● **SUPPLIED INFORMATION**:
————————
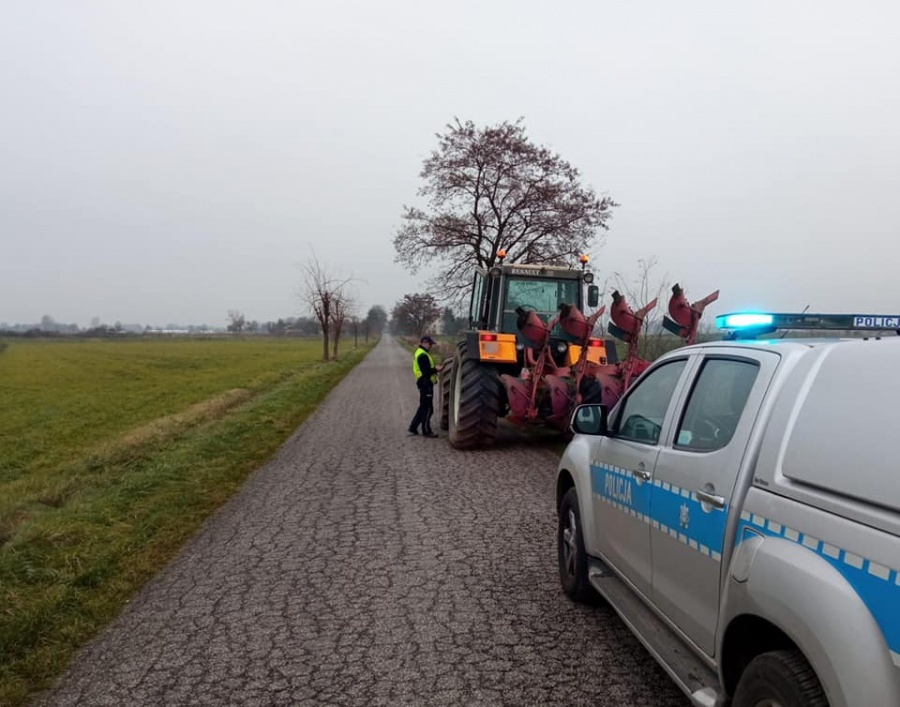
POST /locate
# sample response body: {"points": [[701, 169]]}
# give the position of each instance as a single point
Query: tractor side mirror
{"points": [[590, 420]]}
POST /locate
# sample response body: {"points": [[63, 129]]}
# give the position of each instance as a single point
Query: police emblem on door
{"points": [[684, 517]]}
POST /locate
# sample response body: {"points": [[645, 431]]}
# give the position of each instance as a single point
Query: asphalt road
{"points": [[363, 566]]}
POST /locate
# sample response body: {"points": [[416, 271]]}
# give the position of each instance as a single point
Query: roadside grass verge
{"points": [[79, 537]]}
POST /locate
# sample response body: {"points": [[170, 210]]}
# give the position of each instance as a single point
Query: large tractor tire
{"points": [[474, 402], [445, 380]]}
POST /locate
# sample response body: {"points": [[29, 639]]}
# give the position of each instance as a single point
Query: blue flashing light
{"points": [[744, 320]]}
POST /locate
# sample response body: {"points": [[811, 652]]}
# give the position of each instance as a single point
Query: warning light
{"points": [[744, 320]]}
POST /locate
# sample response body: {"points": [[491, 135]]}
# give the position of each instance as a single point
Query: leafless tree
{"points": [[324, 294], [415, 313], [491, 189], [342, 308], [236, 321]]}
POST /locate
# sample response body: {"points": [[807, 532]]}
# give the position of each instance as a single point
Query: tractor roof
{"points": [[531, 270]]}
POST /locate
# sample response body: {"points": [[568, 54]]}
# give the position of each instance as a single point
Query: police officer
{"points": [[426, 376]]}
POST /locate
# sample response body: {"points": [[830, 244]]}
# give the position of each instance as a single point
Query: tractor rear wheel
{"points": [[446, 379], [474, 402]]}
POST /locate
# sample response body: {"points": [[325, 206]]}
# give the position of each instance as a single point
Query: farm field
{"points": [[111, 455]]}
————————
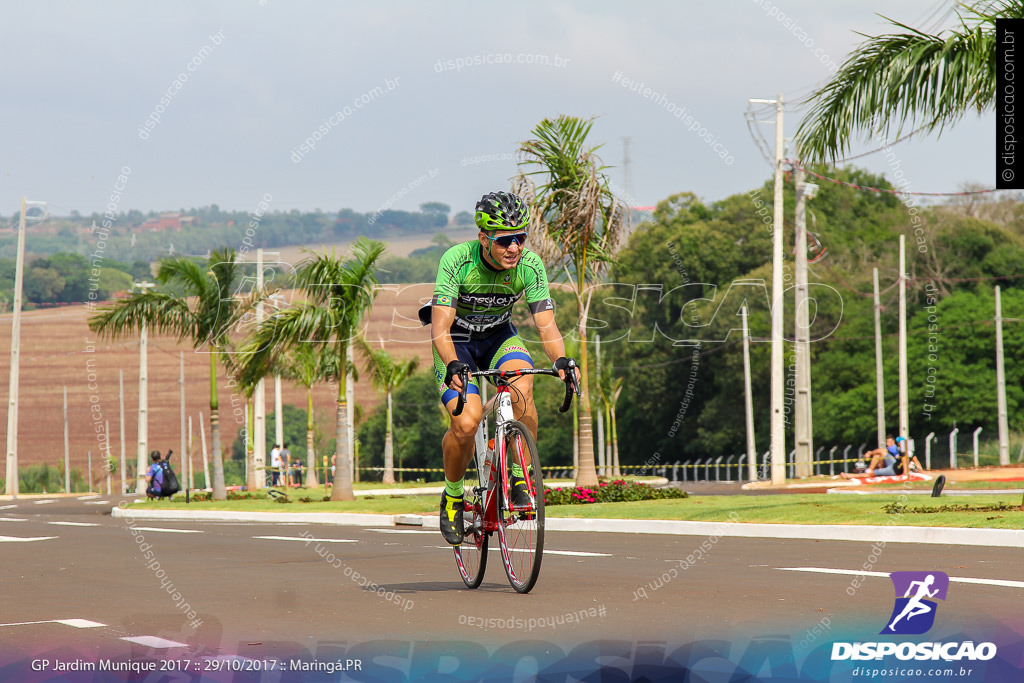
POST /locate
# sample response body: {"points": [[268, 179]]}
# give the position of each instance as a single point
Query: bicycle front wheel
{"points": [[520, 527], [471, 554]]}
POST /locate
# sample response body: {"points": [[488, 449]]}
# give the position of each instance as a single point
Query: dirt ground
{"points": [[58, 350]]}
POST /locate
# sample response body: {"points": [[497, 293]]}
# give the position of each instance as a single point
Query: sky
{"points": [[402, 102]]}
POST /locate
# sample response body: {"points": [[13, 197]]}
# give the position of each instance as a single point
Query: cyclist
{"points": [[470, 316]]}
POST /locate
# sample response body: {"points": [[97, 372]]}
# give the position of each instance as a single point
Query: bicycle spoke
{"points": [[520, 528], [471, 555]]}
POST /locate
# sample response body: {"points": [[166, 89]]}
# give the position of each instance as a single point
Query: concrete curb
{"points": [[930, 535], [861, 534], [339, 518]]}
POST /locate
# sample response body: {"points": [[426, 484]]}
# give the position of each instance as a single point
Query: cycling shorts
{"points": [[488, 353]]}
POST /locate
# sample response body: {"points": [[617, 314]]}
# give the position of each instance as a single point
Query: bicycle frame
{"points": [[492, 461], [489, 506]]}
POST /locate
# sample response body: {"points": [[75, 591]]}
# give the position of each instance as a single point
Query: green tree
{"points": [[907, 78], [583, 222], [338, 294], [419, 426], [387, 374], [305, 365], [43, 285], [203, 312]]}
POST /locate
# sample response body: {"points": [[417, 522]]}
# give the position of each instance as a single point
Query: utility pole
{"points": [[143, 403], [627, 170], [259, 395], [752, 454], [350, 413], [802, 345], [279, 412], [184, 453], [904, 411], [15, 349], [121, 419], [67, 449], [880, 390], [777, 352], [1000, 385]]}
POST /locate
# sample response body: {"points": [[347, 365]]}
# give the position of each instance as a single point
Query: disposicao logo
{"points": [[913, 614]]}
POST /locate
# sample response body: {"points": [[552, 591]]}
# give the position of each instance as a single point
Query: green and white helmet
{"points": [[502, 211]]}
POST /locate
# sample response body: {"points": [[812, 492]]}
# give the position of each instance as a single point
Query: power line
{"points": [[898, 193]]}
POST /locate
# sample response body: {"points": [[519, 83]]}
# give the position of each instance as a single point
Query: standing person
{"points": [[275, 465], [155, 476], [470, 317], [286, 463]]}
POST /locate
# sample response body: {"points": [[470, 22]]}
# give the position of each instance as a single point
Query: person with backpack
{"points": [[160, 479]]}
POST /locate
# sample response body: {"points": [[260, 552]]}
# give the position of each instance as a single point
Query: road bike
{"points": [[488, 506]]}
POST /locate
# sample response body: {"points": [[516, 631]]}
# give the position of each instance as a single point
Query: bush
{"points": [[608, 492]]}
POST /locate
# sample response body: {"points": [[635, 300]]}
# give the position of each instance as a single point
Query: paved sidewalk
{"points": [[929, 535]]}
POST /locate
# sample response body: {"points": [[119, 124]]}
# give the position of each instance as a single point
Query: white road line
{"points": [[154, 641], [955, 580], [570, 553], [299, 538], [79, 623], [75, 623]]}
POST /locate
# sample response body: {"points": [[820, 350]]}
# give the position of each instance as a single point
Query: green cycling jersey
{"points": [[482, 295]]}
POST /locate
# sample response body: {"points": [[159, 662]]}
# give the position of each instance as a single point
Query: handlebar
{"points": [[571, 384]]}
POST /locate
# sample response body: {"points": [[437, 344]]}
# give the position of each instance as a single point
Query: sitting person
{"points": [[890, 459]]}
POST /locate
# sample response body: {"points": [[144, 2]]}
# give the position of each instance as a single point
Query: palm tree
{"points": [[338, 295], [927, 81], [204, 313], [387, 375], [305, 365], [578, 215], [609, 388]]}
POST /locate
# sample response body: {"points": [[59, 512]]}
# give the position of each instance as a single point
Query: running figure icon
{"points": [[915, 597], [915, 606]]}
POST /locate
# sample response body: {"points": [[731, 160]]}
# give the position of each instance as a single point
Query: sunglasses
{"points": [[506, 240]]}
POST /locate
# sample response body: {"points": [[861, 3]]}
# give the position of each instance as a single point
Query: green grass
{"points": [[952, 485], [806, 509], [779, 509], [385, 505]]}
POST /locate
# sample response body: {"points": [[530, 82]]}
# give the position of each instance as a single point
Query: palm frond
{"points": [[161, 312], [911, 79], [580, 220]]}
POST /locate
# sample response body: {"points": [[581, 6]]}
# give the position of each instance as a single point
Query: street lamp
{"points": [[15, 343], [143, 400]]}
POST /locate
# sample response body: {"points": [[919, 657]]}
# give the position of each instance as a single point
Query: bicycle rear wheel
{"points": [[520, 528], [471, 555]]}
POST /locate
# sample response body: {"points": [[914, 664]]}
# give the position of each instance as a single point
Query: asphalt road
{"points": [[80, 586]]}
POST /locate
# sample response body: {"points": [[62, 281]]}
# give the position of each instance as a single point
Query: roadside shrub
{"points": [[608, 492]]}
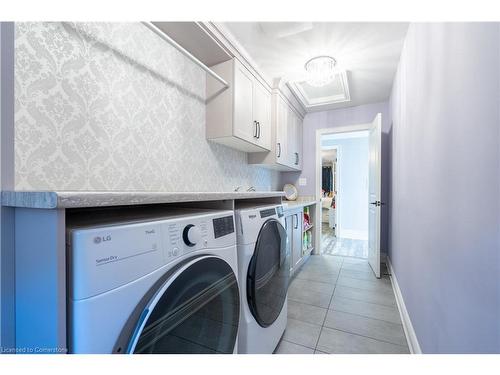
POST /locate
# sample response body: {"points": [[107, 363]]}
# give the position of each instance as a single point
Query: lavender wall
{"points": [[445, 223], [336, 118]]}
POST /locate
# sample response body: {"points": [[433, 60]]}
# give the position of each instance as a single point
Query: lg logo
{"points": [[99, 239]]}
————————
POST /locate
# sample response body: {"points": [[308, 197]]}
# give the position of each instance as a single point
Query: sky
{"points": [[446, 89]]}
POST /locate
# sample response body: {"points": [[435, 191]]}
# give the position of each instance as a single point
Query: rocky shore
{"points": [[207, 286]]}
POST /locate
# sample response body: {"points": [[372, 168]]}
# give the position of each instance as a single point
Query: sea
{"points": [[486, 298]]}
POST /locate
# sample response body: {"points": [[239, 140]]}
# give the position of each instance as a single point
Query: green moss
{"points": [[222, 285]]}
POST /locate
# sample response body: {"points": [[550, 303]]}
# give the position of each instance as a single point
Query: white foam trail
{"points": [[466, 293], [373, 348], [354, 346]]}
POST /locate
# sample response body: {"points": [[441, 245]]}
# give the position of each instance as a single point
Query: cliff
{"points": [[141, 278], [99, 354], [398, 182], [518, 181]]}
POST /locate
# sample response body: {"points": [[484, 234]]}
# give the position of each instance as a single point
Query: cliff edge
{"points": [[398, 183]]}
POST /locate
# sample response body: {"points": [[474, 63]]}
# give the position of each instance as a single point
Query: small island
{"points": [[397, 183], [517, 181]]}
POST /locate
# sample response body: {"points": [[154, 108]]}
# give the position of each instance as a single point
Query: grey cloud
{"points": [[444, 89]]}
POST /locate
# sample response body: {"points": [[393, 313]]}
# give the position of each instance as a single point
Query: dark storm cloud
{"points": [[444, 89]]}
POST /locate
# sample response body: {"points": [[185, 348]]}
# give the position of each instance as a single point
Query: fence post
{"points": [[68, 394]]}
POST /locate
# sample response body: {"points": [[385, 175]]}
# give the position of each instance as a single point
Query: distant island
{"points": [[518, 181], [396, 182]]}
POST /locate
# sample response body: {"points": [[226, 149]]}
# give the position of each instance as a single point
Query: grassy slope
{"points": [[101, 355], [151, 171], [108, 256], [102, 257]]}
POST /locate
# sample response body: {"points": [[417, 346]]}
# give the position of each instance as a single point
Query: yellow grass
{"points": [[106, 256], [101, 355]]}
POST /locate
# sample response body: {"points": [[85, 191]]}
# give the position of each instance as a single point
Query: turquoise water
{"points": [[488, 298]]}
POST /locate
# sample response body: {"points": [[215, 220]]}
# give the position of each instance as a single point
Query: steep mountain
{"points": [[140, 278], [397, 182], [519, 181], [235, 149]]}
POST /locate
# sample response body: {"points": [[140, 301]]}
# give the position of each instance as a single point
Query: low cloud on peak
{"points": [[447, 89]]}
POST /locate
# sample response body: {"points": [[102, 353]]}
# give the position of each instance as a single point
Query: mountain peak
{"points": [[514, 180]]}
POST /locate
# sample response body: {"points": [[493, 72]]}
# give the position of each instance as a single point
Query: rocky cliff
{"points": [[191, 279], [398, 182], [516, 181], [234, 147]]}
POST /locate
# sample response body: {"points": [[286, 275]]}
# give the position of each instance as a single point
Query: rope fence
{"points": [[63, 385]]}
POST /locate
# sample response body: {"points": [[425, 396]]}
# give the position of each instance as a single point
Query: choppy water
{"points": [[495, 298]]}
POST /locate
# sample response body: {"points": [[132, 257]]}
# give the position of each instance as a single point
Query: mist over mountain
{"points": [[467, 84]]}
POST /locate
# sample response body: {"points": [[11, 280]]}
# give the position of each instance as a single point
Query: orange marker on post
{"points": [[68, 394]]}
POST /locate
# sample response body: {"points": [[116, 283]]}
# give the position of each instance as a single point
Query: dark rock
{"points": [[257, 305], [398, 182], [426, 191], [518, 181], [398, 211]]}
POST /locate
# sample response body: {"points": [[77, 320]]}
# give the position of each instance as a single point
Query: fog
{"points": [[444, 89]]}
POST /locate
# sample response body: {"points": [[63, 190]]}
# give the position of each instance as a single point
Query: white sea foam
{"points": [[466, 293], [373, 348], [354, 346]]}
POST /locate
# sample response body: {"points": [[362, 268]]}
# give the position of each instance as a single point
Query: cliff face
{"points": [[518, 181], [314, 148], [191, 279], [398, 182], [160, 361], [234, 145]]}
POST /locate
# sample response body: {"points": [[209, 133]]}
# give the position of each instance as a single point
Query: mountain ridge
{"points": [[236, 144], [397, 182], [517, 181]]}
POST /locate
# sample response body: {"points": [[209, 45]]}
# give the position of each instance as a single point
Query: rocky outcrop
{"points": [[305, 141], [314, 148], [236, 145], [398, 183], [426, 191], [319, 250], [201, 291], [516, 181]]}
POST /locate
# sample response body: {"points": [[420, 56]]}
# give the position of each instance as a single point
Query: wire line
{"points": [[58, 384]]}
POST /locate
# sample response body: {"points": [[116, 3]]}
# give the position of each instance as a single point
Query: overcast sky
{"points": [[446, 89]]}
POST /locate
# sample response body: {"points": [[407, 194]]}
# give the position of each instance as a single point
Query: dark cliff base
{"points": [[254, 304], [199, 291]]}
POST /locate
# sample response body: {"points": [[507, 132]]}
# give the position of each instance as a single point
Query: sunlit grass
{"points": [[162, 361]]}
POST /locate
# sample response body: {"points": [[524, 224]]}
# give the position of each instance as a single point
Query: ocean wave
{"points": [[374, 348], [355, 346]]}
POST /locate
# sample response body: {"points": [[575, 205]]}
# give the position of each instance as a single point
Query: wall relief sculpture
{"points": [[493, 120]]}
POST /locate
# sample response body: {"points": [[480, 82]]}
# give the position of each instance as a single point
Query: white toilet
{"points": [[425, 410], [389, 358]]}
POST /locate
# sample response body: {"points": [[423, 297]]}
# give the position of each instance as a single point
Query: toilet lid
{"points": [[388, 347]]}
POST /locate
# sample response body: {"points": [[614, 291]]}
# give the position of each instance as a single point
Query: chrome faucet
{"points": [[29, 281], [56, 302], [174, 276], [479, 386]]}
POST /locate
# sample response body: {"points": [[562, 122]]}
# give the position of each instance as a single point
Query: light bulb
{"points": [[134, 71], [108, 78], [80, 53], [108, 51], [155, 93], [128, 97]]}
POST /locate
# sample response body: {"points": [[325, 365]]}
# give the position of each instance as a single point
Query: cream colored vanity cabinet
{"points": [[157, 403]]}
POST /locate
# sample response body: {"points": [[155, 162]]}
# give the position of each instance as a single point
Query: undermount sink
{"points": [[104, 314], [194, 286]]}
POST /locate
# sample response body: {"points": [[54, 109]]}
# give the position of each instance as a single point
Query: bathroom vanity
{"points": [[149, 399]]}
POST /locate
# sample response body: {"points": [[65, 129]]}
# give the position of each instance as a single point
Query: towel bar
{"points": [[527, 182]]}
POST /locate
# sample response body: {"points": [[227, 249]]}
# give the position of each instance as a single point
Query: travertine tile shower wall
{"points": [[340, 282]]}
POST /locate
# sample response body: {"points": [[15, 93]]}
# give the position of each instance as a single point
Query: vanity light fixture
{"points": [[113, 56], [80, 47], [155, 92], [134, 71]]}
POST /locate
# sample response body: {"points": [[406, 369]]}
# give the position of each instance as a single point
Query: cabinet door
————————
● **GIVEN INSTRUCTION**:
Filter the lines above and copy out each one that contains the word "rocky".

● **COMPLETE RESPONSE**:
Query: rocky shore
Query: rocky cliff
Query: rocky outcrop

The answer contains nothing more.